Coordinate labeling data:
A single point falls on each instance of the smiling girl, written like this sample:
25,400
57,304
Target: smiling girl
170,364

▸ **Given instruction**
Extract the full set of entries word for word.

▸ **Expected answer**
A single point falls on each instance of the smiling girl, written like this sample:
25,400
57,304
Target: smiling girl
170,364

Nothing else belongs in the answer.